*** Extract provided ***

Thursday, July 11, 2013
Hikes are therapeutic. For someone like me, who lives smack in the middle of a city, there is just something about getting out in the open, feeling the wind on my face and tasting smog-free air. Being a Los Angeles transplant makes me value these walks with nature a bit more too, because it makes me think back to my life in Massachusetts and how different my life is now.
I always wonder about having children and raising them here in LA. It would be such a drastic change to what my upbringing was like...but I guess that's kind of to be expected. I ran around barefoot in my backyard--which I totally took for granted, not knowing later in life I'd be yard-less in Los Angeles. I had a swing set. And I would run around and catch butterflies and caterpillars and salamanders and lightening bugs. (Note: I have never seen a lightening bug in LA.) I even got excited about mowing the lawn!
I also had a tree house. And it was probably the coolest tree house one could have (just sayin'). It was a legitimate little house, shingles and all....sitting in a tree. I'd sit and play UNO with my neighbor in the upstairs part of the tree house (it really had an upstairs). Those are the things I think about, and wonder if I would be depriving my future children if they were unable to do or have those things...
Maybe some of what I had, I won't be able to provide for any future children; however, the focus should instead be on what I did not have that I can now provide, here in LA. (Or wherever I wind up!) I never got to go on hikes in the Malibu and Santa Monica mountains. Or grow up in SoCal, with arguably the best weather in the world. That will have to account for something, right?

*** Extracted information ***

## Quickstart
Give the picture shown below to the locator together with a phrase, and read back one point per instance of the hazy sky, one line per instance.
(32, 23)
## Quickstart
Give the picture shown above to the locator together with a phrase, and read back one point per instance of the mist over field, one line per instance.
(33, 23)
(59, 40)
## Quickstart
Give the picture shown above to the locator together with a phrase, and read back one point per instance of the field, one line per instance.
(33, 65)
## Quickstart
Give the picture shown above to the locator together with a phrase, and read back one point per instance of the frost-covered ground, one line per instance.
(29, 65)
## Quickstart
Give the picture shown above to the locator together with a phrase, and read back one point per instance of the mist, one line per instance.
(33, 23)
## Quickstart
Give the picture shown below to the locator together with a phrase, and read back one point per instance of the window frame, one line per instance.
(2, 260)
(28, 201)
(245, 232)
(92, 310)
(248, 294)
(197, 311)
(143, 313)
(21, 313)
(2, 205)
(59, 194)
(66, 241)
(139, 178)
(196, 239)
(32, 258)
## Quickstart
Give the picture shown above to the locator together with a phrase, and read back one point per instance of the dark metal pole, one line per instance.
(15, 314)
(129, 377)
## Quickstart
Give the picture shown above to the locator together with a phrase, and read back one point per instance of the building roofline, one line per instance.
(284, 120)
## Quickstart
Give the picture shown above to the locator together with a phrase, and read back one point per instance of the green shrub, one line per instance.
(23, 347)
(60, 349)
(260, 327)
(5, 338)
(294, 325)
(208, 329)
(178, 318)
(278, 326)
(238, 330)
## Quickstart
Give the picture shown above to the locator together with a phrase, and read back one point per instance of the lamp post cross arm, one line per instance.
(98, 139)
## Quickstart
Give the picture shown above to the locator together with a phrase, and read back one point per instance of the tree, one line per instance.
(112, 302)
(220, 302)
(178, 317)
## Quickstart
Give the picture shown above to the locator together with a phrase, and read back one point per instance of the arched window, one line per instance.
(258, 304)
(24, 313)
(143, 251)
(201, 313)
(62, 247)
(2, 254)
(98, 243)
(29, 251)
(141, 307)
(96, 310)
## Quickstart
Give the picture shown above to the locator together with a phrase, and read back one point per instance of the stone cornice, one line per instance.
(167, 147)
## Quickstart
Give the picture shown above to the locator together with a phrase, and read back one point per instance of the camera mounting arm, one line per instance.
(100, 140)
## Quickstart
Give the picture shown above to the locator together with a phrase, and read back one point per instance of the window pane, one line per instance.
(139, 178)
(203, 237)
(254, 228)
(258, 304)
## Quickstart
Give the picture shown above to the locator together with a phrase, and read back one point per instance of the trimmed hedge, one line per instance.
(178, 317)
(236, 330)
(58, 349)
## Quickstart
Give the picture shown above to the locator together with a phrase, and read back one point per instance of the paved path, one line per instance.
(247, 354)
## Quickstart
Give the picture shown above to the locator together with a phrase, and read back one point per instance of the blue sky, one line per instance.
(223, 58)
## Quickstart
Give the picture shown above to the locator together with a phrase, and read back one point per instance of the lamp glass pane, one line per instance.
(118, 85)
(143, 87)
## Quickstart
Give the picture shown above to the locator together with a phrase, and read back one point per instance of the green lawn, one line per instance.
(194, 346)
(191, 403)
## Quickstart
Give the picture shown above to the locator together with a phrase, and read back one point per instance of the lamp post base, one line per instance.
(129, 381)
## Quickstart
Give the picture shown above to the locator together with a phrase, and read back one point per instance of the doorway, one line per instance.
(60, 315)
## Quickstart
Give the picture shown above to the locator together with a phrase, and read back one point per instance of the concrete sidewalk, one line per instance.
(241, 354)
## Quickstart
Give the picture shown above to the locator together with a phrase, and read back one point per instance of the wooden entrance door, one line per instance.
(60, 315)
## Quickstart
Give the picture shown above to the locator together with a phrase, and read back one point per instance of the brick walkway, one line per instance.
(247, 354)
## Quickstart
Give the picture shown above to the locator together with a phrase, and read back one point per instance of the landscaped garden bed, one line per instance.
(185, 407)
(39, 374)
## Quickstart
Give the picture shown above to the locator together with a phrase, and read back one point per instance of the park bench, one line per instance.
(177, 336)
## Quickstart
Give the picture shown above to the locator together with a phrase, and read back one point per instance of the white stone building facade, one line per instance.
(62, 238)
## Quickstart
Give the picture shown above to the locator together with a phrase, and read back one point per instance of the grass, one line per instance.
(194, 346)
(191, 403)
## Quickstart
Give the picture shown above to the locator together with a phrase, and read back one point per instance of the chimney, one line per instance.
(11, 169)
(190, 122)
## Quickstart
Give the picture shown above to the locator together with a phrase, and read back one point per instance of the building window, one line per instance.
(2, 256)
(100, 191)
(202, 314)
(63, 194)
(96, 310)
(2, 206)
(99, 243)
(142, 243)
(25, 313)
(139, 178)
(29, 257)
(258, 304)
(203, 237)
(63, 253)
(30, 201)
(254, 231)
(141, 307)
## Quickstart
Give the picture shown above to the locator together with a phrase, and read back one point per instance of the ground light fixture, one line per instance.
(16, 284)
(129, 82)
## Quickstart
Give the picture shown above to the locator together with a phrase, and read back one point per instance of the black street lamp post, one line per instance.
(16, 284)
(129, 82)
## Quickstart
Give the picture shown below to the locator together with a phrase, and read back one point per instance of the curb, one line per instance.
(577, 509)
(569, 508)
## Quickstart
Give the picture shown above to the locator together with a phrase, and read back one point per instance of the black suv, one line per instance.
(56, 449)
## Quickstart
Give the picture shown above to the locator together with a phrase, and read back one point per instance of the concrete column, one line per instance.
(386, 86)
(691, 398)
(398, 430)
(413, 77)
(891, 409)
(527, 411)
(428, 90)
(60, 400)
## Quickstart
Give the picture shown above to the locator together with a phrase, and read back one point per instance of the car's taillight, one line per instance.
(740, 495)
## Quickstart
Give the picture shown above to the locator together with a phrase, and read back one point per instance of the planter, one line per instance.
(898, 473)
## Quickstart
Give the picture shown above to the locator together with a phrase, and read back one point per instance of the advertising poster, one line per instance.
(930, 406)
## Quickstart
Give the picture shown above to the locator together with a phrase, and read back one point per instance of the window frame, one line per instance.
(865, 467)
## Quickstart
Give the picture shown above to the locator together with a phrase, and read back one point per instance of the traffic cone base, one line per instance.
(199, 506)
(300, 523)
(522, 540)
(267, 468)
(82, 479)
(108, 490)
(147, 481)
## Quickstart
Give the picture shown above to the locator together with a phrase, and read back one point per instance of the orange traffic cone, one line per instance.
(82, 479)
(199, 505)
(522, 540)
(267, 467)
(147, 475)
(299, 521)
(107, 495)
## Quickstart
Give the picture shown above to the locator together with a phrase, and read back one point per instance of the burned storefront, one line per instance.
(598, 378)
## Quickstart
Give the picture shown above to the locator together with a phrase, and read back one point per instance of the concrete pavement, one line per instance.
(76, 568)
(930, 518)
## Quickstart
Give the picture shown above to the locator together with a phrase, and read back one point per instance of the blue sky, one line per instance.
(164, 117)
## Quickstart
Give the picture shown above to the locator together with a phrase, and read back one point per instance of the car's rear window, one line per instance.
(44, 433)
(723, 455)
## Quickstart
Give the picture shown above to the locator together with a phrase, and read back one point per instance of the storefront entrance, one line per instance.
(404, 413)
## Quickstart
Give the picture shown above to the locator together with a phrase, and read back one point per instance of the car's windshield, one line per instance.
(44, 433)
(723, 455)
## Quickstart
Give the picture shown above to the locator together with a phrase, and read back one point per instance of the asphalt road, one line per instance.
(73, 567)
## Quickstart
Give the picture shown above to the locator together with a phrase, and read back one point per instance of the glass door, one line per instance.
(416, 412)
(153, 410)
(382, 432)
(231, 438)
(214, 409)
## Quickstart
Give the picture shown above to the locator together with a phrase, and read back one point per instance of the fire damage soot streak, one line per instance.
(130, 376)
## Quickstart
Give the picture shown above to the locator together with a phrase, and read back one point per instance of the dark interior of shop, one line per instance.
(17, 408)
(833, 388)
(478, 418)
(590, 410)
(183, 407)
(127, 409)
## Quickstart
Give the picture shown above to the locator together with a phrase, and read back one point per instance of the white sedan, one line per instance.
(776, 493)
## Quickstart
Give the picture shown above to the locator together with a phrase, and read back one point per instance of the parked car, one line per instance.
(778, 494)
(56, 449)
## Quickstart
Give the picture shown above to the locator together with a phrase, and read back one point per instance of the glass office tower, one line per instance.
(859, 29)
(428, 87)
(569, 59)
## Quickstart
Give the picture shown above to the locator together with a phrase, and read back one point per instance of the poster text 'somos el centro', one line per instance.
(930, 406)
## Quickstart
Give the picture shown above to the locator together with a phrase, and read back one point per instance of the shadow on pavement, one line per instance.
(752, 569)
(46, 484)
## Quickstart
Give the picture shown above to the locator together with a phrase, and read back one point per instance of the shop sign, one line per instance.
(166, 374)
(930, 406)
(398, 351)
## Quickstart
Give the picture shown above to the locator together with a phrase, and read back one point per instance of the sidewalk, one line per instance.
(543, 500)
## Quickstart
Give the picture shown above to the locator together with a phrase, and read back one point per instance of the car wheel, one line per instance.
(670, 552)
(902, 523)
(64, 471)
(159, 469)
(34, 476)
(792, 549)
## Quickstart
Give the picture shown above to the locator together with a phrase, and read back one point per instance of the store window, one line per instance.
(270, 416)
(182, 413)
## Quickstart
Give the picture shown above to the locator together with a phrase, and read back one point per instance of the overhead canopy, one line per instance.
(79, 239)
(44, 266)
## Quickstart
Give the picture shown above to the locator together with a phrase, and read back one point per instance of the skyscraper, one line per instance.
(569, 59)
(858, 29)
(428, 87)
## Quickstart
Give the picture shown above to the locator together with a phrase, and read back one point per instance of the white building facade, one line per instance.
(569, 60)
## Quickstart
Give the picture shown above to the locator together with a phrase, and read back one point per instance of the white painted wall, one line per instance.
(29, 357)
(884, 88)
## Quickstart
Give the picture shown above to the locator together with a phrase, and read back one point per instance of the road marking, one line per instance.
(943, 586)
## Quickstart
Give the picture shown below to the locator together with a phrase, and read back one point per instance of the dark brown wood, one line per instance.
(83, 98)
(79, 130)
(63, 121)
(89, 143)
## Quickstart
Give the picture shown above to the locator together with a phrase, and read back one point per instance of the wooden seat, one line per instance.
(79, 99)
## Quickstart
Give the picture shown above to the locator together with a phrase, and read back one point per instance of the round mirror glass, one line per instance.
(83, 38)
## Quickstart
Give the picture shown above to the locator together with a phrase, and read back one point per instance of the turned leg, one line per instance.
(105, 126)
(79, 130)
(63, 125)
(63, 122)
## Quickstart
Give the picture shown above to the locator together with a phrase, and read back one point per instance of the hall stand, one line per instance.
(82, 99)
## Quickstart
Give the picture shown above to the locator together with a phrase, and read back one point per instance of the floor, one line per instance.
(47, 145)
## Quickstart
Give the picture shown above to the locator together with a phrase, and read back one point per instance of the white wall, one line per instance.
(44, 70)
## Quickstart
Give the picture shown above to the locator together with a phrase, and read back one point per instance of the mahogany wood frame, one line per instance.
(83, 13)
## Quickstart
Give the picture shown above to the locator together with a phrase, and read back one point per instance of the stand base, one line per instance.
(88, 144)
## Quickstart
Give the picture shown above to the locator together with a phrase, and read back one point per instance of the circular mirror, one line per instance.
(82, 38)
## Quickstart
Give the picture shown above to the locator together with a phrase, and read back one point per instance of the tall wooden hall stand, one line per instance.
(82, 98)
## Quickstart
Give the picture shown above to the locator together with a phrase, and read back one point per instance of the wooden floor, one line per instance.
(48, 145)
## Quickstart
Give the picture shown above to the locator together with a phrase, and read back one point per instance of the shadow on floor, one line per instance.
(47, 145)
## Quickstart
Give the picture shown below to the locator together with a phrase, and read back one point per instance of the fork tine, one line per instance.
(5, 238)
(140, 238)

***

• Task brief:
Translate this sentence from the post about hiking and growing up into Spanish: "I always wonder about having children and raising them here in LA."

• Result of this task:
Siempre me pregunto cómo sería tener hijos y criarlos aquí en LA.